A che punto è la notte

Caso irrisolto o leggenda? La storia della “Sconosciuta della Senna”

di Sonia Ciampoli

Le piaceva immaginare che quando passava il mondo intero si girasse a guardarla,
ma era anche consapevole di quanto fosse anonima.
(Alice Sebold)

Questa è una storia antica, su cui non è possibile costruire ipotesi e teorie, eppure rimane misteriosa e sorprendente anche a distanza di duecento anni. Siamo a Parigi, Quai de Louvre, primo arrondissement. È la fine del 1880, lo stesso periodo in cui dall’altra parte della Manica Jack Lo Squartatore inizia a creare la prima icona pop del lato oscuro della modernità. Dalla Senna viene ripescato il cadavere di una giovane donna.

Non c’è nessuna traccia di violenza sul corpo, la morte viene velocemente derubricata a suicidio. Oggi basta aver visto mezza stagione di CSI per sapere che le descrizioni giunte fino a noi non possono parlare di un’annegata: non ci sono gonfiori, macerazioni, né segni di morsi di pesci, ma a quel tempo le tecniche di anatomopatologia erano ancora embrionali.

++++

▶ **Consegne**
1 – Ricopia per favore le voci, a partire dalla riga che contiene "Could you please spot the knit" e fino all'ultima voce, entrambe incluse.
2 – Prosegui il testo sulla Sconosciuta della Senna dal punto in cui si ferma.

++++

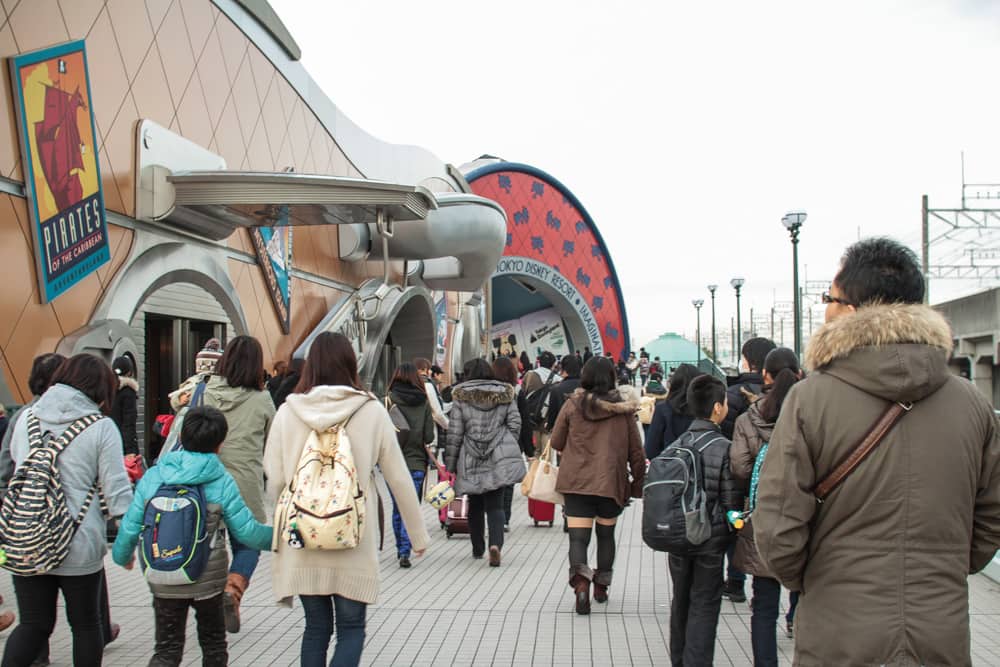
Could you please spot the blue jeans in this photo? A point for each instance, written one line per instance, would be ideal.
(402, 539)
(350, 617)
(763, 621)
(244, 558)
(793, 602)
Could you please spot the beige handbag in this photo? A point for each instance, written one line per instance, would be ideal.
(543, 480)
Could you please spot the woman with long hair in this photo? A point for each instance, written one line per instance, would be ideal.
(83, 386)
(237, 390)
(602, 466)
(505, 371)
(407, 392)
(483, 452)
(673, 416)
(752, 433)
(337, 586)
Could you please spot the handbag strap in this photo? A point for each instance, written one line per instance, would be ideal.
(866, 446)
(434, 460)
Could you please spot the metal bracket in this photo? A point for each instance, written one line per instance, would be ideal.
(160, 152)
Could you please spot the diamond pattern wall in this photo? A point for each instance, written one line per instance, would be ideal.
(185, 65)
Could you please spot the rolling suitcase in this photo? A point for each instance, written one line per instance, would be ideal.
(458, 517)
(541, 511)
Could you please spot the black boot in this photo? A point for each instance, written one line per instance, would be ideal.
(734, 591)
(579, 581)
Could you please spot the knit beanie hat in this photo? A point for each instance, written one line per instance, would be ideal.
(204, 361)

++++

▶ **Risposte fornite**
1 –
Could you please spot the knit beanie hat in this photo? A point for each instance, written one line per instance, would be ideal.
(204, 361)

2 –
La salma viene esposta nella vetrina della Morgue, proprio dietro Notre Dame, nella speranza che qualcuno possa riconoscerla. Si usa fare così, con i cadaveri non identificati. I passanti, le gentildonne, persino i bambini sono soliti fermarsi a guardare i corpi attraverso le grandi vetrate: hanno un rapporto diverso con la morte, rispetto a noi moderni. 

Ciononostante, nessuno riconosce la donna, nessuno ne reclama le spoglie. È una morta qualsiasi, magari una poveretta col cuore spezzato, forse sola al mondo, o vittima di qualcuno o qualcosa che l’ha uccisa senza lasciar traccia, per esempio la tubercolosi. Al termine dell’esposizione, quindi, viene sepolta in un’affollata fossa comune. Ma il volto della sconosciuta è giovane e bello e uno degli uomini che lavorano alla morgue decide di prenderne un calco in gesso. Ne esce un viso giovane, con un sorriso appena accennato, confortante quasi. 

Ma è andata davvero così? Leggenda e verità, come spesso accade, s’intersecano senza soluzione di continuità. C’è chi sostiene che la storia della bella annegata nasca a inizio ‘900, e che il volto della maschera sia preso da una giovinetta morta di tubercolosi. Qualcun altro racconta che addirittura fosse viva e vegeta, una sedicenne in ottima salute che si era prestata al calco del volto per consentire ricerche scientifiche o affini.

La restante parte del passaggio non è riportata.